━━━━━ Textauszug

Wenn keine Abhängigkeiten zu qt3 mehr da sind, kann es sein, dass du qt:3 in deiner world-Datei stehen hast?

----------

## Finswimmer

revdep-rebuild --tree zeigt dir auch an, woher es kommt.

----------

## uhai

Die option --tree kennt er bei mir nicht... ?

uhai

----------

## ScytheMan

 *uhai wrote:*   

> Die option --tree kennt er bei mir nicht... ?
> 
> uhai

 

ich glaube finswimmer meinte emerge --tree und nicht revdep-rebuild  :Wink: 

----------

## Max Steel

Oder revdep-rebuild -- --tree

Damit das tree an emerge durchgereicht wird ^^

----------

## uhai

 :Shocked:  toll, was es alles gibt! Danke!

Inzwischen geht es, ich habe kde-4.4.4 erfolgreich auf der Kiste

uhai

----------

## uhai

Abschließende Frage:

Sollte equery d nicht wie emerge --tree oder revdep-rebuild -- - -tree immer die gleiche Aussage geben?

Wenn man da unterschiedliche Ergebnisse bekommt, was wäre denn dann das richtige?

uhai

----------

━━━━━━━━━━
━━━━━ Gespeicherte Daten

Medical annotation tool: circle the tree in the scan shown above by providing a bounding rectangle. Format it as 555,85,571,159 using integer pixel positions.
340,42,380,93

━━━━━━━━━━

» **Aufgabe**: Schreibe den Abschnitt des Textauszugs von „Inzwischen geht es, ich“ bis „dann das richtige?“ neu und ersetze darin „Kiste“ durch „Maschine“. Die Zeilen spielen dabei keine Rolle.

» **Lösung**:
Inzwischen geht es, ich habe kde-4.4.4 erfolgreich auf der Maschine

uhai

----------

## uhai

Abschließende Frage:

Sollte equery d nicht wie emerge --tree oder revdep-rebuild -- - -tree immer die gleiche Aussage geben?

Wenn man da unterschiedliche Ergebnisse bekommt, was wäre denn dann das richtige?